**Passage:**
Minutes of the December 6, 2004 Task Force call regarding CSTA action item from the Sept SGB meeting

The call began at 3:00 pm. Chris Stephenson indicated that CSTA is now in the process of creating a strategic plan. They have put together multiple committees and are looking at mission, current crisis and specific strategies and action items to address objectives within 1 year and 3 years.

They are aware of problems and are trying to address them but it is a challenge to make change and achieve goals in the educational system. They are pushing to determine what must be done immediately, what resources are required and how they can put them in place. There is a crisis and that is not an exaggeration, the pipeline is collapsing at the entry level. When you look at what's happening in HS CS you see a complete collapse of system for a number of reasons. CSTA is developing plans to move into that zone and mitigate the damage.

ACM has provided a level of funding for the highest level of activity; to allow CSTA to put their organization in place, put their web page up, begin marketing and strategy plans. CSTA needs sustainability funding and funding to immediately address problems. They are working very hard to secure corporate funding and have some corporate supporters through their long relationship with the K12 task force. Many corporate supporters have moved from an organizational profit structure to departmental profit structure. They're requiring money spent to generate profitability. Even the organizations engaging are making it clear that they have to convince mangers to support each particular goal. CSTA is helping organizations figure out how to target money they're spending to get changes and changes they want.

Mike Burke offered to provide contacts outside IBM.

The things that CSTA needs to do can't find funding for include:

  • Creating and disseminating a standard curriculum - Need $ to disseminate and do outreach. Getting it printed, getting into the right hands, getting them together to talk about issues.
  • Teacher certification - Facilitating the process of coming up with solutions that are viable, to address needs of teachers and act as a conduit to create educational initiatives
  • Publication - they've got a fabulous pubs committee for creating pubs but no funding to launch

Stephenson summarized the reasons for collapse in HS pipeline -

  1. During times of fiscal restraint in school programs, those that get cut are those that administrators and legislators don't understand
  2. Dot bomb media frenzy followed by outsourcing concerns - convinced parents and students that the field is dead. Students are being ushered away from CS and being told that there are no opportunities and CS is not a viable career option
  3. A lack of structure because CS is taught so differently from school to school. There's a lack fo standardization - teachers are passing off courses that are giving CS credit but aren't CS, brightest kids are taking AP in traditional sciences and not CS, huge issues around certification and development, to teach well and keep skills up to date. Courses disappearing and teachers are disappearing

ROI for SIGs -
Make major inroads at a critical time and mitigate or stop collapse of pipeline at HS level. SIG membership is drawn from this in the future. An investment in the broader interest and better understanding of CS. Many SIGs working on great educationally targeted programs that could benefit form the K12 voice. Sounding board for SIGs - what do the teachers think about this?

**To be done:**
**A)** Using the CSTA task force minutes, list each thing CSTA needs to do but cannot find funding for.
**B)** Carry on the CSTA task force minutes from the point at which they end.
The lines that come next are drawn from a separate source.

[Labeled contour entries]
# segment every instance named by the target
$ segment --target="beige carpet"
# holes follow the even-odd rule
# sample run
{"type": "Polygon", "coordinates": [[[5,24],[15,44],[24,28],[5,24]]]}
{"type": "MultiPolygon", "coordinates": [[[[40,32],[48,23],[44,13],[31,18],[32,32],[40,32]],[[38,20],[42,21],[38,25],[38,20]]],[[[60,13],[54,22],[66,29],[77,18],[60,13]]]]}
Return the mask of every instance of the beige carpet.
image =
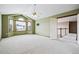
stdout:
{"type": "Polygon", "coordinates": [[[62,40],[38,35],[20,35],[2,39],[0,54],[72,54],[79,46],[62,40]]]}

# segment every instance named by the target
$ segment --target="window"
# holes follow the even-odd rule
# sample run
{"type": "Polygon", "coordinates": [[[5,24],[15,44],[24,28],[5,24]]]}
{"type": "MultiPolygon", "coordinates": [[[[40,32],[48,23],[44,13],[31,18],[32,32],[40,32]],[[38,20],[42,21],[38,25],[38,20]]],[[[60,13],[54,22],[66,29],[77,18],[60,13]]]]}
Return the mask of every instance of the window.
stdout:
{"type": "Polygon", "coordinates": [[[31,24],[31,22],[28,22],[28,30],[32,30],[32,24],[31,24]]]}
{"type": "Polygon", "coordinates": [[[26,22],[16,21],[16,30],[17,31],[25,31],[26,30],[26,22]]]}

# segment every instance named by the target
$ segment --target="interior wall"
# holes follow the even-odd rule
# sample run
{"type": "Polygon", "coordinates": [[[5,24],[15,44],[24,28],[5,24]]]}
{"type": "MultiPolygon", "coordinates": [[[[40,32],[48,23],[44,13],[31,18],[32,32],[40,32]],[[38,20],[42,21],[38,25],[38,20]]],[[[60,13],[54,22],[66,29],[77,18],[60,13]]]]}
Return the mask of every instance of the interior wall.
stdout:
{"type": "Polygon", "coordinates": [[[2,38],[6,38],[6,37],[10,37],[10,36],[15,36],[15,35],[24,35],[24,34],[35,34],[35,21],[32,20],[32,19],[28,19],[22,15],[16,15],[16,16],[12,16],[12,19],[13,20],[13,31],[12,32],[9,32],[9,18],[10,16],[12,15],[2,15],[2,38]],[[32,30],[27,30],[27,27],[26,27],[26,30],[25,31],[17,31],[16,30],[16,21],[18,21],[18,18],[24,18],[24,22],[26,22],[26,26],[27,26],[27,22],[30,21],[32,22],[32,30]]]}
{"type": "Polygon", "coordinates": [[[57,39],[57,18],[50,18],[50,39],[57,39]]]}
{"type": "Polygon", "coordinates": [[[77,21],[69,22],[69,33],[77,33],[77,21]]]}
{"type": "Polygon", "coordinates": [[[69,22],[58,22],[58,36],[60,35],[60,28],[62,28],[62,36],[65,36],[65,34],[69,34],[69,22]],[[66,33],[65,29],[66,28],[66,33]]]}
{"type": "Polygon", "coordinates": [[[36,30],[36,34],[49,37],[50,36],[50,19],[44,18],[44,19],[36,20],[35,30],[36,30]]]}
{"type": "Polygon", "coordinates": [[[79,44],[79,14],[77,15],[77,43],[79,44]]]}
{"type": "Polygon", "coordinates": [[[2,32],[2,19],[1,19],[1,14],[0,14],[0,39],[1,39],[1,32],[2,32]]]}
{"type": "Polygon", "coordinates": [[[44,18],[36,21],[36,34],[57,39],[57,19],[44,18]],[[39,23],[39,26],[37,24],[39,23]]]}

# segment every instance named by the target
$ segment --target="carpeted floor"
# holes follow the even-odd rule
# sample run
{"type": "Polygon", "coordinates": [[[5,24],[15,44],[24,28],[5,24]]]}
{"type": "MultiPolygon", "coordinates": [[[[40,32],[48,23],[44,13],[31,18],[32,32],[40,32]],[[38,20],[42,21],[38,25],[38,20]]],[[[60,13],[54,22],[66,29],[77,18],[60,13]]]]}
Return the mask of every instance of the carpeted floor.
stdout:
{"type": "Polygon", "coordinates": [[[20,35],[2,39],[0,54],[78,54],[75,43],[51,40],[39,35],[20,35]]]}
==
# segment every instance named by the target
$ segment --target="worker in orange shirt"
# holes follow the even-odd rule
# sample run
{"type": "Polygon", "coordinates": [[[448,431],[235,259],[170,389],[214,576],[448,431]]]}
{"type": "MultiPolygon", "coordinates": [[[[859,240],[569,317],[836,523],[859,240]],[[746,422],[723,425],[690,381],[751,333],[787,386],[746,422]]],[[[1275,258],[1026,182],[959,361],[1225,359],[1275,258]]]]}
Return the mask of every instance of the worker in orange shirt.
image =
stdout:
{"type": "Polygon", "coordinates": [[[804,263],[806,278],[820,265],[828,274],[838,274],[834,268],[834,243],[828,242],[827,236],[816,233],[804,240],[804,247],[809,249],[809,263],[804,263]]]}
==
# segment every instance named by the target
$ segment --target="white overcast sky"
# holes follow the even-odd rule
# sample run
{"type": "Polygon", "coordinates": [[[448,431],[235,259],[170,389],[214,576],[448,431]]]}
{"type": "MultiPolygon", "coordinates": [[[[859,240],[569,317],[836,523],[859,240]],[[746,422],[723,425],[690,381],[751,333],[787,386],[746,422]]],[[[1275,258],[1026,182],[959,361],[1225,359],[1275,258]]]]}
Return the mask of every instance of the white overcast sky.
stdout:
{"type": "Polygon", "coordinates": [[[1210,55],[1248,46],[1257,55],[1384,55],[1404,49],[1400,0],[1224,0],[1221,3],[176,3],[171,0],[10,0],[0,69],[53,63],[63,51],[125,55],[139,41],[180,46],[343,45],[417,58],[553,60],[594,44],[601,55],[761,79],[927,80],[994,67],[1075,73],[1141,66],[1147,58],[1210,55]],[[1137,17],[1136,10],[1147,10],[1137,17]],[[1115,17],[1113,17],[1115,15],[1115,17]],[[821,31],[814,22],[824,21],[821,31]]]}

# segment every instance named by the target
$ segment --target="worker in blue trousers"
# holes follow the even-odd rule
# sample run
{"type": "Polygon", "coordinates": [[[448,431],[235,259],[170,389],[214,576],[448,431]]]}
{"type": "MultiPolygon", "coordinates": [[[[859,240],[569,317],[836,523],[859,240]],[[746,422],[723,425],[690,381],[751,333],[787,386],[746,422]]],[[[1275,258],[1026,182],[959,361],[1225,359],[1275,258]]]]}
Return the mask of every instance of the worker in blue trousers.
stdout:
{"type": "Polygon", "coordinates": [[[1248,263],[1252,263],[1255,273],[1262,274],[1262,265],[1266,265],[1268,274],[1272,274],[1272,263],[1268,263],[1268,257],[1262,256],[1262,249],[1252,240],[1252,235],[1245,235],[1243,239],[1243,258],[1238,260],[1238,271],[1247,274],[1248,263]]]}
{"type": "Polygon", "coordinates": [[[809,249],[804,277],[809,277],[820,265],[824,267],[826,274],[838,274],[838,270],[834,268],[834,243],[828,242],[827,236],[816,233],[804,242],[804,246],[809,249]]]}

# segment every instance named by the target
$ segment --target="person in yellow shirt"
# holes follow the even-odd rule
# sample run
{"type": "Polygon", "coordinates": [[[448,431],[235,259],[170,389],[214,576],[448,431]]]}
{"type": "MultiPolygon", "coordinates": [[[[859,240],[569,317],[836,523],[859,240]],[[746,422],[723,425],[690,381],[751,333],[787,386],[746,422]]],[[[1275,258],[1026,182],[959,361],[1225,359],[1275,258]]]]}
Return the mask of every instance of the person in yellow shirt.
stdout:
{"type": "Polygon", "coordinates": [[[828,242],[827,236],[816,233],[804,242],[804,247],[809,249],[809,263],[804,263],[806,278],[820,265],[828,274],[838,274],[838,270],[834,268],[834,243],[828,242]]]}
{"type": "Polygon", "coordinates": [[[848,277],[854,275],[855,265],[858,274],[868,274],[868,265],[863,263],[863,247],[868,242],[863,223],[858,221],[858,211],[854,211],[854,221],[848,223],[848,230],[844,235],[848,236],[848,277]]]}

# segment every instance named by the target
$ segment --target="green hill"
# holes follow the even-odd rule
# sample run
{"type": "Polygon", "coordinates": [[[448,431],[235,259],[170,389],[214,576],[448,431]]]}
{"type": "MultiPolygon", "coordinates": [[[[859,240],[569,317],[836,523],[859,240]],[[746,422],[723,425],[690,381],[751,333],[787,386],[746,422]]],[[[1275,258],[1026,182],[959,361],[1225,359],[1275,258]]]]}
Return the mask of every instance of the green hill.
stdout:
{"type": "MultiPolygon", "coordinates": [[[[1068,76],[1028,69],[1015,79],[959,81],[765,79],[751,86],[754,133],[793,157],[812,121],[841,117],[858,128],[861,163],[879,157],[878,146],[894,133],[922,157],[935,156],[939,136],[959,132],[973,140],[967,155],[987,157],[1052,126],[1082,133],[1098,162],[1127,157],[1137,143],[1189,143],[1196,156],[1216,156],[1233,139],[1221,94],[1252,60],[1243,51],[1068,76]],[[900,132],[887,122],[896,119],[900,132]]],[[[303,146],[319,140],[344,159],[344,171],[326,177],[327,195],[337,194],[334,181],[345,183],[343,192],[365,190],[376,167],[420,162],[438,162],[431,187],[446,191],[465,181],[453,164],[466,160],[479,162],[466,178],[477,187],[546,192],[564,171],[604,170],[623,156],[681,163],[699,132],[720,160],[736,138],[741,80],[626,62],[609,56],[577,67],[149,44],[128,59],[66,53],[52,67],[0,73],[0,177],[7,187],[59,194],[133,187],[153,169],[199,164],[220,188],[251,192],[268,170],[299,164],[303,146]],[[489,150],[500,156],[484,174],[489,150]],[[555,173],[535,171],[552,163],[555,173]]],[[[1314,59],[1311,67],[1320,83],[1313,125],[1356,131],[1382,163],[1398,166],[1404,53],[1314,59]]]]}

**Responses:**
**A)**
- Creating and disseminating a standard curriculum
- Teacher certification
- Publication

**B)**
The task force asked some questions about CSTA and Stephenson responded:

Was CSTA focusing in states?
Starting locally but building partnerships internationally so we don't repeat mistakes or ignore successes. The intent is to look at CS globally from the bottom up and top down to create change. Issues that don't apply globally are standardization of curriculum. Issues that do apply globally are the ongoing development of teachers and availability of relevant good teaching resources for students and teachers.

Is undergraduate CS being affected by the pipeline?
There's a lack of coordination and communication between HS and undergraduate structure. At one time you could you could count on students having no CS background. Now you don't know what you're getting and teachers are anxious to know what's expected and what they need to do to prepare their students. Universities will continue to struggle without standardization. There needs to be a requisite body of knowledge, familiarity with basic concepts to get through the 4 years. There should be a foundation and knowledge to build on. Students will do better because they'll understand the discipline and what's expected.

How do you see CSTA's organizational relationship with ACM?
We're struggling in terms of defining it and it feels as though walking a fine line. To make the claim that CSTA is a voice for K12 CS; there has to be a level of autonomy, an ability to set priorities, to establish structure and maintain internally an organization that has credibility. It's important for teachers to feel they have a voice at a national level. Structurally and legally it is a limited liability corporation of ACM. ACM guides it and is fiscally responsible. Communication has been the difficult part. The Ed Board has had involvement under the leadership of Russ Shackelford, but it's been confusing and upsetting to people. CSTA wants some way to involve anyone at ACM with involvement in K12. A way to get together, inform and support each others programs. Stephenson knows people are concerned and seeks input and guidance for how to do it best. It's an opportunity to benefit ACM and the entire constituency. Eydie Lawson made a request for a formal mechanism to keep one another aware of what's going on. Stephenson was confronted with getting the organization off the ground and hopes to work more aggressively to find that mechanism.

Is CSTA planning on involving ACM student chapters?
There are 5 ACM student chapters at the HS level but only 1 is active. At this time they're not looking at student involvement, they're really focusing on teachers.

What's the structure between ACM and CSTA - both SIGITE and SIGCSE feel that they can represent and focus on the needs of their respective groups within the structure of ACM. What's different for the HS constituency?
There are 2 primary issues: When we began talking about this idea 5 years ago as part of the K12 task force, it was clear that to succeed we needed to develop an organization at a national level that administrators would understand. Relevance and perception entered into the decision to have CSTA formed as it was. It is the right kind of structure to make an impact in this area but that doesn't mean there shouldn't be communication and coordination with the other parts of ACM. If you want to make change you look at models that have worked and you emulate them.

How are other organizations structured?
3 hugely successful - Math Assoc, Sci Teachers, and ISTE. k12 organizations, centrally located and staffed but with affiliate relationships with similar organizations at an international and state level. Have looked at all models and believe ISTE model would be most successful. CSTA already approached by state and international organizations so looking at building those relationships from the ground up.

How will CSTA sustain?
Membership is not and will not be sufficiently large enough to support a large organization. Corporate support, grants fro funding agencies, donations and other funding mechanisms will be required to survive long enough to have an impact. Building relationships and establishing credibility to secure grants and funding takes time. They need to move very quickly to get things done. The more funding you have, the more you seem to get. CSTA is starting to build relationships with funding sources and membership but they know they'll never sustain through membership.

What does the budget look like? What does $100K/year for 5 years do? What would you give up without it?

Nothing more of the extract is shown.